Exercise:
The required output is the whole listing below, unchanged.

Input for this task:
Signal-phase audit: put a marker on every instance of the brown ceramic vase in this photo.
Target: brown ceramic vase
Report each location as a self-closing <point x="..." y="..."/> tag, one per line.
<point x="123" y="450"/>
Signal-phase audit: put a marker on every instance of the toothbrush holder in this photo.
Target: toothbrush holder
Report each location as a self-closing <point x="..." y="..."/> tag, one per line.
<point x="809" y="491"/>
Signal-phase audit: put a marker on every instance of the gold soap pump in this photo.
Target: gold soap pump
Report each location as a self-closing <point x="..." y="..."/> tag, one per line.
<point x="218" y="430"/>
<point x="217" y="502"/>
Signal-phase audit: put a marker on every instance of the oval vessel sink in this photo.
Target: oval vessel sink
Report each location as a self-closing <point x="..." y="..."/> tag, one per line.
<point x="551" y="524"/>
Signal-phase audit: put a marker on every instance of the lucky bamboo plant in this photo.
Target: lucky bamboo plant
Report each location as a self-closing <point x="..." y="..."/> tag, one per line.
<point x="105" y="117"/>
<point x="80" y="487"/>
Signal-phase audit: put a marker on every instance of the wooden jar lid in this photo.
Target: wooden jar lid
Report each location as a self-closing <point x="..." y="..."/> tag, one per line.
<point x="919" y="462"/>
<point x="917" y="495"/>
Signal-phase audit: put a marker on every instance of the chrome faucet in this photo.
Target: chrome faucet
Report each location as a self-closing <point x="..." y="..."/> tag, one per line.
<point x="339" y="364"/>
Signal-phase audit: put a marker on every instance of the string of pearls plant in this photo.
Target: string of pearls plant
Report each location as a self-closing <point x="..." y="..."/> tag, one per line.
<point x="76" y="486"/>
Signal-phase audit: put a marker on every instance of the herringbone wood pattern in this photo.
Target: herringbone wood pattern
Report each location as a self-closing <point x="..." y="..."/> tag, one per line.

Expected answer:
Signal-phase audit: put a marker on every instance of the brown ceramic vase in this photo.
Target: brown ceramic vase
Report each location as a self-closing <point x="..." y="..."/> tag, one per line.
<point x="123" y="450"/>
Signal-phase audit: put a marker on every instance of the toothbrush holder in this photo.
Target: toothbrush holder
Report each location as a self-closing <point x="..." y="..."/> tag, one per line.
<point x="809" y="491"/>
Signal-phase audit: put a marker on every instance of the gold soap pump in this photo.
Target: gold soap pump
Report each location as a self-closing <point x="..." y="..."/> tag, one per line.
<point x="218" y="430"/>
<point x="217" y="502"/>
Signal-phase audit: put a marker on every instance of the oval vessel sink in this photo.
Target: oval vessel sink
Report each location as a self-closing <point x="..." y="..."/> tag, one per line.
<point x="551" y="524"/>
Signal-phase audit: put a marker on every instance of the lucky bamboo plant in this photo.
Target: lucky bamboo plant
Report each location as a self-closing <point x="..." y="..."/> tag, one per line.
<point x="105" y="117"/>
<point x="80" y="487"/>
Signal-phase audit: put a marker on every instance of the wooden jar lid in this photo.
Target: wooden jar lid
Report each location as a self-closing <point x="..." y="..."/> tag, one per line.
<point x="919" y="462"/>
<point x="917" y="495"/>
Signal-phase audit: put a marker on every instance of the chrome faucet in this photo.
Target: chrome faucet
Report each location as a self-closing <point x="..." y="..."/> tag, one per line.
<point x="339" y="364"/>
Signal-phase audit: put a marker on every instance of the string of pearls plant in this photo.
Target: string of pearls plant
Report each location as a self-closing <point x="..." y="..."/> tag, one per line.
<point x="76" y="486"/>
Signal-phase audit: put a marker on every instance of the herringbone wood pattern in this photo.
Target: herringbone wood pattern
Report each location as a self-closing <point x="..." y="..."/> tag, one per line.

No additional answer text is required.